*Records shown*.
..........
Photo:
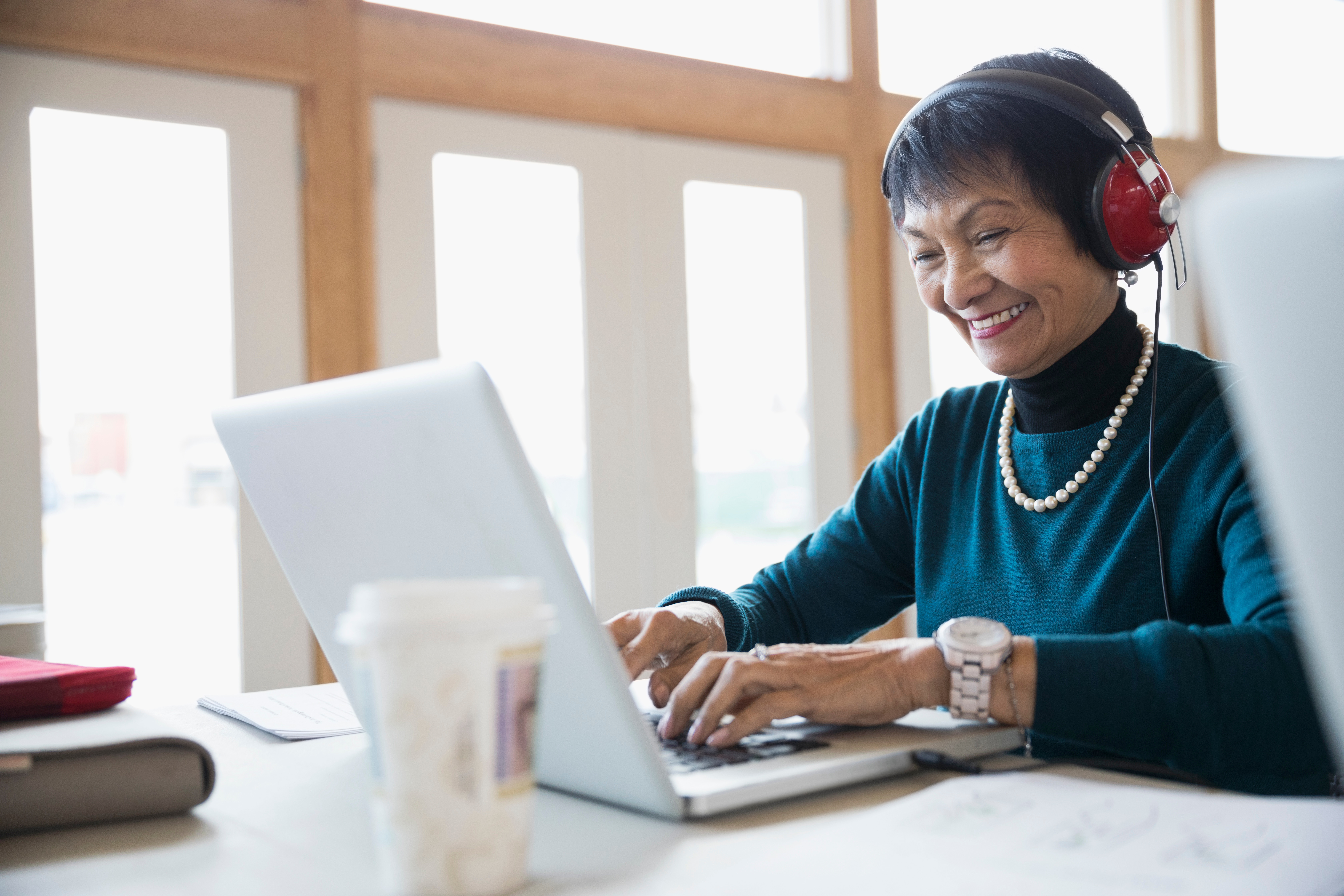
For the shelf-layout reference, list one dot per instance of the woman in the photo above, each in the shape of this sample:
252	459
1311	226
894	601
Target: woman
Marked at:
987	194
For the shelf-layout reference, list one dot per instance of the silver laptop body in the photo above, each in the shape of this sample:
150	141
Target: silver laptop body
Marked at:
416	472
1269	237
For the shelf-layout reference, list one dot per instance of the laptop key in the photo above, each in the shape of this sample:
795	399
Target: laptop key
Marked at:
681	757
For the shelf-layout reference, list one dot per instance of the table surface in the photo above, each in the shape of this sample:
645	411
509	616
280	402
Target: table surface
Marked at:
292	817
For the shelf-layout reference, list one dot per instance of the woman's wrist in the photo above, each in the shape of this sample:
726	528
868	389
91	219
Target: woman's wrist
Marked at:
935	683
1025	686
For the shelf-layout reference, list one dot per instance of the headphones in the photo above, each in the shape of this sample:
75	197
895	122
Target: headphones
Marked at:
1134	205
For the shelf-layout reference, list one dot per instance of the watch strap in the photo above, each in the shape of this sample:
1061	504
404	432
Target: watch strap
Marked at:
970	688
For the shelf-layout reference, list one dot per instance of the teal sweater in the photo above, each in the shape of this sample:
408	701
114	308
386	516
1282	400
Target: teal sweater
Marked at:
1218	692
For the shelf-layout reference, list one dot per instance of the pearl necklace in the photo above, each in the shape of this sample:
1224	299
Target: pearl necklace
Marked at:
1041	506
..........
*Aim of the task*. Which lines of the data above contain "necklace"? Copy each one.

*Answer section*.
For the shelf-layout reference, list one dot per instance of the pearl necklace in the photo above, each in the shape of this sample:
Target: pearl necklace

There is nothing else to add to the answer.